- [What you need to do]: Starting at the line with "[tag] eyeglasses: a pin per instance", transcribe each line through the final one, both included, and add nothing.

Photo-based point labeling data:

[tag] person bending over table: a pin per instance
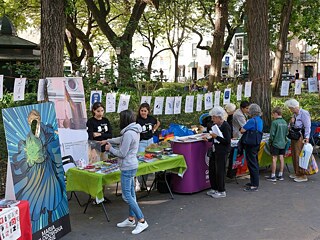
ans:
(221, 148)
(99, 127)
(149, 125)
(254, 123)
(128, 164)
(301, 121)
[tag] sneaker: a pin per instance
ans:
(140, 227)
(211, 192)
(251, 189)
(219, 195)
(293, 176)
(280, 178)
(301, 179)
(271, 179)
(127, 223)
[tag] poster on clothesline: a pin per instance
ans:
(226, 96)
(40, 93)
(146, 99)
(158, 105)
(285, 88)
(297, 87)
(312, 84)
(1, 87)
(37, 170)
(247, 89)
(208, 101)
(123, 103)
(199, 102)
(95, 96)
(177, 105)
(71, 112)
(217, 98)
(188, 108)
(239, 92)
(19, 88)
(111, 102)
(169, 107)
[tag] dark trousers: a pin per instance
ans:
(217, 171)
(253, 164)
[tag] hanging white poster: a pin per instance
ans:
(312, 85)
(1, 87)
(177, 105)
(169, 108)
(247, 89)
(285, 88)
(123, 103)
(239, 92)
(208, 101)
(95, 96)
(217, 98)
(40, 93)
(19, 88)
(111, 102)
(297, 87)
(158, 105)
(146, 99)
(188, 108)
(226, 96)
(199, 102)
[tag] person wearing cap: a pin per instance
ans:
(300, 120)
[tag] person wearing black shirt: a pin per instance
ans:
(149, 125)
(98, 127)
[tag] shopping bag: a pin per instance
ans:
(305, 155)
(312, 167)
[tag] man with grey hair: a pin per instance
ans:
(301, 121)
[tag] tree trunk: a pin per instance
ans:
(53, 21)
(216, 53)
(281, 45)
(258, 36)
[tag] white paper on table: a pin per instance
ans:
(216, 130)
(312, 85)
(239, 92)
(247, 89)
(146, 99)
(158, 105)
(285, 88)
(226, 96)
(199, 102)
(217, 98)
(297, 87)
(208, 101)
(19, 88)
(95, 96)
(169, 105)
(1, 86)
(40, 92)
(111, 102)
(123, 103)
(188, 108)
(177, 105)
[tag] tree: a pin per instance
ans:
(52, 38)
(258, 37)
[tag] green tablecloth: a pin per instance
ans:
(92, 183)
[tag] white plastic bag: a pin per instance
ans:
(305, 155)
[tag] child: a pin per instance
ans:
(277, 141)
(128, 164)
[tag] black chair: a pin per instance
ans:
(68, 162)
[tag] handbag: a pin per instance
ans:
(252, 137)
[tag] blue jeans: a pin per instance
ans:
(128, 193)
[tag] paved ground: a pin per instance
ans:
(281, 210)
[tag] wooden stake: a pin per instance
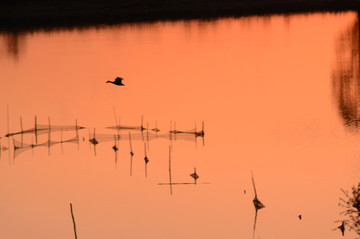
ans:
(72, 216)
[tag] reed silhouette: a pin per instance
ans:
(117, 81)
(351, 205)
(257, 204)
(194, 175)
(131, 154)
(146, 160)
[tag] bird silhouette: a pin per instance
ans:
(117, 81)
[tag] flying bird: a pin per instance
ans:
(117, 81)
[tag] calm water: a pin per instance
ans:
(279, 96)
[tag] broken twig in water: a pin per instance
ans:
(72, 216)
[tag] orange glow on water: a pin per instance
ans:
(262, 85)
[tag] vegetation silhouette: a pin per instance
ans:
(351, 205)
(117, 81)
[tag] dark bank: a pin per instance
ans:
(21, 14)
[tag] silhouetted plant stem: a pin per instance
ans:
(72, 216)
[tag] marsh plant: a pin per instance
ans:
(351, 205)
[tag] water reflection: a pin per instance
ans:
(346, 77)
(257, 204)
(14, 42)
(351, 205)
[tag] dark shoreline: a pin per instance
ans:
(24, 15)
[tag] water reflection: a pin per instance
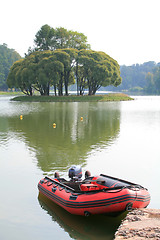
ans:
(79, 227)
(72, 139)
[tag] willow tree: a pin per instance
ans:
(20, 76)
(99, 69)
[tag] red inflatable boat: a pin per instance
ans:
(94, 195)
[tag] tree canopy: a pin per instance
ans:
(59, 59)
(61, 68)
(7, 58)
(48, 38)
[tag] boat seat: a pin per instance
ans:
(88, 187)
(74, 185)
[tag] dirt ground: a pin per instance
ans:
(140, 224)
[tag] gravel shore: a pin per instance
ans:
(140, 224)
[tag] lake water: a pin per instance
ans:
(120, 139)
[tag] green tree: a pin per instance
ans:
(7, 58)
(99, 69)
(45, 38)
(156, 79)
(48, 38)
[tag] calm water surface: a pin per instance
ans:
(116, 138)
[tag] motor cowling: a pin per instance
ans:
(75, 172)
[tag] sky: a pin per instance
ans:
(127, 30)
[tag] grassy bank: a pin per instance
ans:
(74, 98)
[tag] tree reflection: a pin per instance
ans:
(72, 139)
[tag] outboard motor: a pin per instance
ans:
(75, 173)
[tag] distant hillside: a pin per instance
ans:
(7, 58)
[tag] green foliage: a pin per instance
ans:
(74, 98)
(59, 58)
(7, 58)
(48, 38)
(98, 69)
(43, 69)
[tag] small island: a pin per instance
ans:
(74, 98)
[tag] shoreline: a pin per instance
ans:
(140, 224)
(74, 98)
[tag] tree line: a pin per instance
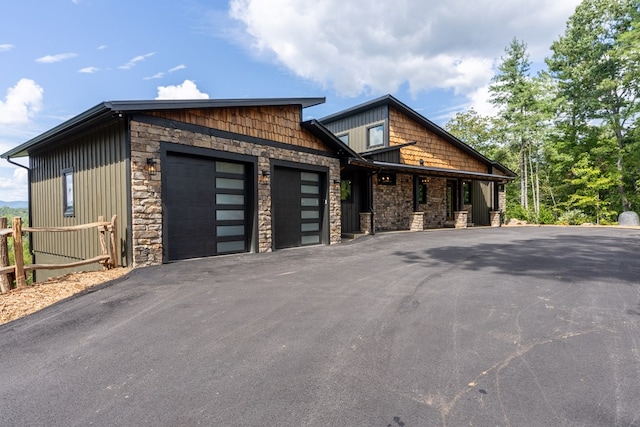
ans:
(571, 131)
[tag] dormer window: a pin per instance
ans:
(375, 136)
(344, 138)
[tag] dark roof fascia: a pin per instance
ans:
(389, 100)
(171, 104)
(108, 109)
(387, 149)
(96, 114)
(398, 167)
(318, 130)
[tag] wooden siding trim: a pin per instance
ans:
(189, 127)
(271, 123)
(432, 149)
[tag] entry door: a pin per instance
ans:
(298, 207)
(451, 199)
(207, 206)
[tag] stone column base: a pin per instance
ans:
(460, 219)
(496, 220)
(365, 222)
(416, 221)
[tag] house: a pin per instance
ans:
(415, 175)
(195, 178)
(186, 179)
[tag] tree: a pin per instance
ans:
(517, 96)
(597, 65)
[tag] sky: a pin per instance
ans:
(58, 58)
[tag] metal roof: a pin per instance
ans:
(427, 170)
(318, 130)
(389, 100)
(110, 110)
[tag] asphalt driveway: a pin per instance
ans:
(511, 326)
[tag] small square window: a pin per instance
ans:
(67, 192)
(376, 136)
(387, 178)
(344, 138)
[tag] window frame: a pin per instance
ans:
(467, 192)
(345, 141)
(68, 193)
(369, 129)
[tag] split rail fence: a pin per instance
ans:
(108, 257)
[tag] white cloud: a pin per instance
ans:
(425, 44)
(49, 59)
(22, 102)
(155, 76)
(89, 70)
(186, 90)
(132, 63)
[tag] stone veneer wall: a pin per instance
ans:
(435, 210)
(392, 204)
(146, 190)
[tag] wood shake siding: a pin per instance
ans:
(433, 150)
(278, 123)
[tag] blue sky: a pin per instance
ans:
(59, 58)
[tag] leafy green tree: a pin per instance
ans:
(478, 132)
(519, 98)
(597, 65)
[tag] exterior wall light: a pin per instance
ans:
(150, 166)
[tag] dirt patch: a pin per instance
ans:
(31, 298)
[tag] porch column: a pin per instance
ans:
(460, 218)
(416, 221)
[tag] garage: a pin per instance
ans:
(207, 206)
(298, 207)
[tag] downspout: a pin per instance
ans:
(29, 214)
(370, 200)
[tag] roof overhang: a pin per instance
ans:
(318, 130)
(390, 101)
(426, 170)
(114, 110)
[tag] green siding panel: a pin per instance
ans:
(100, 171)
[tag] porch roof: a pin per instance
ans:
(427, 170)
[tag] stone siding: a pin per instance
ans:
(430, 148)
(435, 210)
(146, 190)
(392, 204)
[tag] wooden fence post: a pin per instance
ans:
(102, 230)
(5, 283)
(17, 249)
(114, 241)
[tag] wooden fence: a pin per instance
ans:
(108, 257)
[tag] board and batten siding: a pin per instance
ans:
(357, 127)
(99, 161)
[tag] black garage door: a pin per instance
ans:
(207, 206)
(298, 206)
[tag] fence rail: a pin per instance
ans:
(108, 257)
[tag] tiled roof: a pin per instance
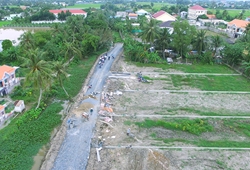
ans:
(1, 107)
(197, 7)
(159, 13)
(166, 24)
(132, 15)
(72, 11)
(239, 23)
(211, 16)
(5, 69)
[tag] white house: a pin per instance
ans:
(11, 16)
(163, 16)
(142, 12)
(8, 79)
(195, 11)
(19, 106)
(72, 11)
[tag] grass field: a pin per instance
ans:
(196, 68)
(2, 23)
(233, 12)
(212, 83)
(82, 6)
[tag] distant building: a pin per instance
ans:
(237, 26)
(195, 11)
(163, 16)
(72, 11)
(11, 16)
(168, 25)
(142, 12)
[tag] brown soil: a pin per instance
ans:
(144, 102)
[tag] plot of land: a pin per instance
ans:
(167, 130)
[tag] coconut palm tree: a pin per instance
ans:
(200, 40)
(60, 71)
(40, 71)
(27, 40)
(164, 40)
(150, 32)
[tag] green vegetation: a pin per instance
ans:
(196, 126)
(83, 6)
(195, 68)
(237, 125)
(212, 83)
(3, 23)
(206, 112)
(232, 12)
(19, 145)
(209, 143)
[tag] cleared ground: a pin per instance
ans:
(159, 141)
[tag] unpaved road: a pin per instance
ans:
(74, 152)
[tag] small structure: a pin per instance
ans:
(141, 12)
(195, 11)
(237, 27)
(163, 16)
(19, 106)
(132, 16)
(72, 11)
(168, 25)
(8, 79)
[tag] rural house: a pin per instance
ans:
(72, 11)
(163, 16)
(237, 26)
(8, 79)
(195, 11)
(132, 16)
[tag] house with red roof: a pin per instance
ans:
(237, 26)
(72, 11)
(163, 16)
(195, 11)
(8, 79)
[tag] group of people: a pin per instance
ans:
(103, 59)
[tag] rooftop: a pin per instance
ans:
(5, 69)
(197, 7)
(73, 11)
(239, 23)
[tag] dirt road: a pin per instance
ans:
(74, 152)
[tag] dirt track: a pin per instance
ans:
(141, 151)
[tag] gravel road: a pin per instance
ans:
(74, 152)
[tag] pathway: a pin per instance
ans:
(176, 147)
(74, 152)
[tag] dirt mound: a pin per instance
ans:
(84, 107)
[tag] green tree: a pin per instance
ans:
(216, 42)
(59, 70)
(6, 44)
(200, 41)
(150, 32)
(163, 41)
(182, 36)
(39, 71)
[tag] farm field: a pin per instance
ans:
(233, 12)
(2, 23)
(183, 118)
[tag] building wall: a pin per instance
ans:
(165, 17)
(193, 14)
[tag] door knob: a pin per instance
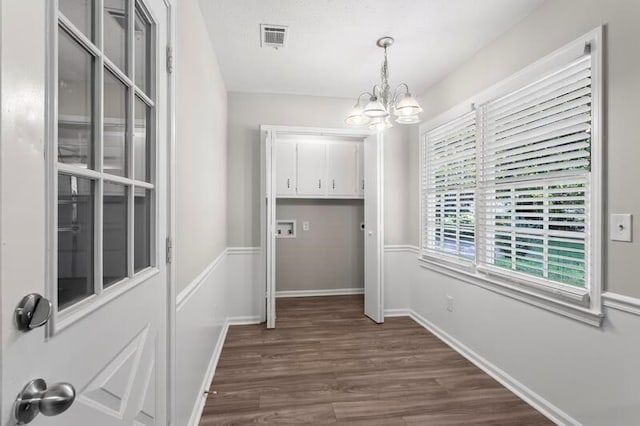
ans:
(36, 398)
(33, 311)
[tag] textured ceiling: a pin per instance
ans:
(331, 49)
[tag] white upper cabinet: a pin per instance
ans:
(311, 168)
(319, 169)
(341, 169)
(360, 181)
(286, 168)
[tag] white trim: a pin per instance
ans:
(621, 302)
(402, 249)
(242, 250)
(545, 407)
(268, 135)
(198, 408)
(318, 131)
(248, 320)
(514, 291)
(183, 297)
(397, 313)
(316, 293)
(541, 293)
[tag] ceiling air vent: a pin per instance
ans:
(273, 36)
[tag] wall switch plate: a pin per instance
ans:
(449, 303)
(286, 229)
(620, 227)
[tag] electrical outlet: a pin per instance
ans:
(449, 303)
(620, 227)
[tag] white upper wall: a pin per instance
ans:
(554, 24)
(248, 111)
(331, 48)
(201, 147)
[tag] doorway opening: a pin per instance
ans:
(322, 216)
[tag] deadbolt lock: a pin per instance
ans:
(33, 311)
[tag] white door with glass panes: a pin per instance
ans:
(311, 168)
(341, 169)
(83, 191)
(285, 168)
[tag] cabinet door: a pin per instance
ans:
(311, 168)
(360, 181)
(341, 169)
(285, 168)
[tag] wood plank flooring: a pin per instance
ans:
(326, 363)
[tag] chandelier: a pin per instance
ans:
(377, 111)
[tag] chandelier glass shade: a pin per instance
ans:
(377, 111)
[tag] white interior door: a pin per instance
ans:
(269, 217)
(83, 191)
(374, 235)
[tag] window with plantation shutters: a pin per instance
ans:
(535, 178)
(511, 184)
(448, 186)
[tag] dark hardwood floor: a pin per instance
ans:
(326, 363)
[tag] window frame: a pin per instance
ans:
(93, 45)
(583, 304)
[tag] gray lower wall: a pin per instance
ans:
(330, 255)
(247, 111)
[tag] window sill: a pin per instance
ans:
(517, 291)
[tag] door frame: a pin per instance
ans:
(268, 133)
(51, 48)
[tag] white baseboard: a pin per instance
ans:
(314, 293)
(194, 420)
(245, 320)
(397, 313)
(547, 409)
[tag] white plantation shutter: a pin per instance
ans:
(448, 188)
(535, 178)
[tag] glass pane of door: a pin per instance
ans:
(141, 51)
(142, 229)
(114, 234)
(75, 103)
(142, 137)
(115, 125)
(116, 30)
(75, 239)
(81, 15)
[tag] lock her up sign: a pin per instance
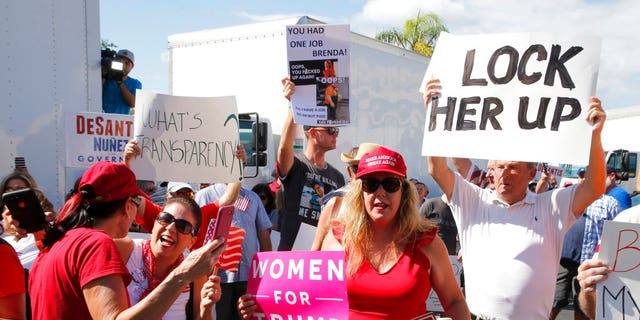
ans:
(505, 95)
(299, 285)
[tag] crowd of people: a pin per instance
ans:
(524, 247)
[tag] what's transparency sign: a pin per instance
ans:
(299, 285)
(191, 139)
(618, 297)
(91, 137)
(508, 96)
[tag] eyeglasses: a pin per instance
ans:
(137, 201)
(390, 185)
(184, 194)
(183, 226)
(330, 130)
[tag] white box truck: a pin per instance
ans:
(248, 62)
(50, 65)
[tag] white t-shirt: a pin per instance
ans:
(26, 249)
(510, 253)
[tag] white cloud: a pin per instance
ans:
(614, 21)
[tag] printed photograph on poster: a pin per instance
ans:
(319, 66)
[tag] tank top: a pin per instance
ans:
(139, 284)
(399, 293)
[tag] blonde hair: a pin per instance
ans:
(358, 230)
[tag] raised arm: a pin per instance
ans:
(462, 165)
(285, 150)
(438, 167)
(107, 296)
(593, 185)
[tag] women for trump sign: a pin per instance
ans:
(299, 285)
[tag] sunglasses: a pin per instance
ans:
(390, 185)
(137, 201)
(183, 226)
(331, 130)
(184, 194)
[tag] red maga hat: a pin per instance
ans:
(382, 160)
(108, 181)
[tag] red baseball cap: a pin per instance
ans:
(382, 160)
(109, 182)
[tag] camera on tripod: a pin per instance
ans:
(112, 65)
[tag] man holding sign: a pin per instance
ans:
(510, 237)
(303, 176)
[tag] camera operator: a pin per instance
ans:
(118, 92)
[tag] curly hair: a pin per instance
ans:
(358, 232)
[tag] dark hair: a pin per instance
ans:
(27, 178)
(263, 188)
(78, 212)
(192, 205)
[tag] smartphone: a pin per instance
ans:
(26, 209)
(19, 162)
(219, 227)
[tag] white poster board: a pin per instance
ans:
(433, 303)
(92, 137)
(189, 139)
(618, 297)
(509, 96)
(318, 58)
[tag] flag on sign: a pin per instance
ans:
(242, 203)
(230, 258)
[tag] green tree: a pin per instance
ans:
(419, 34)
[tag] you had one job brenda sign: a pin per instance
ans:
(509, 96)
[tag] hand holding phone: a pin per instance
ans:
(26, 209)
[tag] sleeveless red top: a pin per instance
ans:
(399, 293)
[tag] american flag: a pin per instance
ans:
(230, 258)
(242, 203)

- [The result]:
[tag] eyeglasses: a pin per instance
ans:
(137, 201)
(390, 185)
(184, 194)
(183, 226)
(330, 130)
[tag] white box truck: a pin per instance
ans:
(248, 62)
(50, 65)
[tag] white t-shirt: a pin per instance
ans:
(26, 249)
(510, 253)
[tag] white cloud: a pin per instance
ans:
(614, 21)
[tag] printed photograph on poster: a pin per instance
ans:
(319, 66)
[tag] tank top: a pin per instance
ans:
(139, 284)
(399, 293)
[tag] blonde hair: a pin per instance
ans:
(358, 230)
[tag] raised arm: a pin per instance
ans:
(462, 165)
(285, 150)
(438, 167)
(107, 296)
(593, 185)
[tag] women for trump sign: a pin per instance
ans:
(299, 285)
[tag] sunglasses: a pin per instance
ans:
(390, 185)
(137, 201)
(183, 226)
(331, 130)
(184, 194)
[tag] red maga hat: a pin per instance
ans:
(382, 160)
(108, 181)
[tag] red baseball cap: a pin per instance
ans:
(382, 160)
(109, 182)
[tag] camera on tripod: a pin per instance
ans:
(112, 65)
[tag] man holding sign: a pin per instance
ans:
(510, 237)
(303, 176)
[tag] camera operator: a pin per instance
ans:
(118, 92)
[tag] curly hair: a pin per instance
ans:
(358, 232)
[tag] dark hair: a pin per instance
ans:
(27, 178)
(263, 188)
(78, 212)
(192, 205)
[tag] smartphone: a pin per instance
ans:
(26, 209)
(19, 162)
(219, 227)
[tag] white poster board: a pin per instance
ans:
(433, 303)
(92, 137)
(189, 139)
(618, 297)
(509, 96)
(318, 58)
[tag] flag on sign: a pin per instance
ans:
(242, 203)
(230, 258)
[tag] green tree: a pin per instance
ans:
(419, 34)
[tag] you had one job brenda sign: a pin per instance
ans:
(509, 96)
[tag] hand holding phone: a pin per instance
ans:
(26, 209)
[tag] sleeveless red top: a pin per instance
ans:
(399, 293)
[tag] american flag: a pin per instance
ans:
(230, 258)
(242, 203)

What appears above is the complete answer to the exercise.